**AIM OF THE EXERCISE**
Print the records exactly as written, and let no picture into the answer.

**DATASET RECORDS**
_ _ _

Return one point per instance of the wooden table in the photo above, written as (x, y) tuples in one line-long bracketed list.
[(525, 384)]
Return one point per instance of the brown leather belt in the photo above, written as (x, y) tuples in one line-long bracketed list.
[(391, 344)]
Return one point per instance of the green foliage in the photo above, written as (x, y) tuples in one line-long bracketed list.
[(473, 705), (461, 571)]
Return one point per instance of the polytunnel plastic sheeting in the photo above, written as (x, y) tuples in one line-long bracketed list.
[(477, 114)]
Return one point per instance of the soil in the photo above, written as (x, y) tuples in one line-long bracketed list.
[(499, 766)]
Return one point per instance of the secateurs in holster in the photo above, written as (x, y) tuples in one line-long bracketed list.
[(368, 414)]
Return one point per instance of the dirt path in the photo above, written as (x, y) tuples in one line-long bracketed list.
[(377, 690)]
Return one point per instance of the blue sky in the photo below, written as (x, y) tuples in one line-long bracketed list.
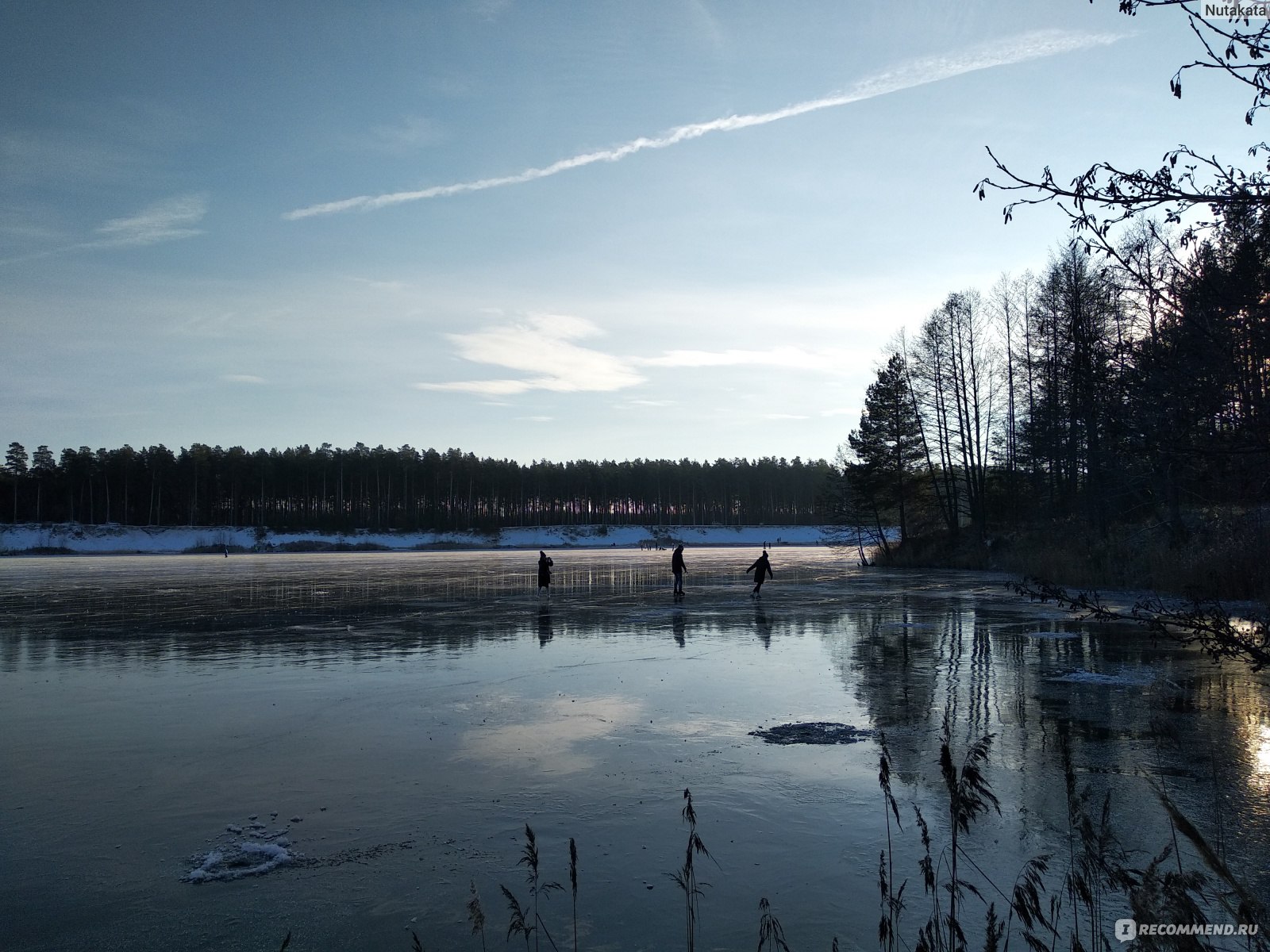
[(530, 230)]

_ _ _

**ANSWER BOX**
Return one point per instance of the wooden table in the photo above, written as (x, y) tuples in one line-long bracketed list.
[(525, 384)]
Return one point per instance of the brown leather belt in the photo above, written as (x, y) tuples in one line-long bracketed list.
[(391, 344)]
Return one point per instance of the green foliage in the photo above, written as (x, y) tuples in one line-long bracketed list.
[(473, 705), (461, 571)]
Return one point per instance of the polytunnel plastic sheeting in the photo above, written as (x, y) tuples in one line-long bracketed list.
[(477, 114)]
Return one point per instance of the soil in the photo above, written as (x, y) tuples in one line-long bracketed list.
[(499, 766)]
Return one point per instance of the secateurs in holster in the photo above, written as (x, y) tuples in one line-long bracketed list.
[(368, 414)]
Return one point per instance of the dirt path in the photo above, written as (x, y) tuples in one line-long bracketed list.
[(377, 690)]
Return one point per instance of the blue sky in the photo below, written as (x, y) tuples in one line-long bracketed list.
[(530, 230)]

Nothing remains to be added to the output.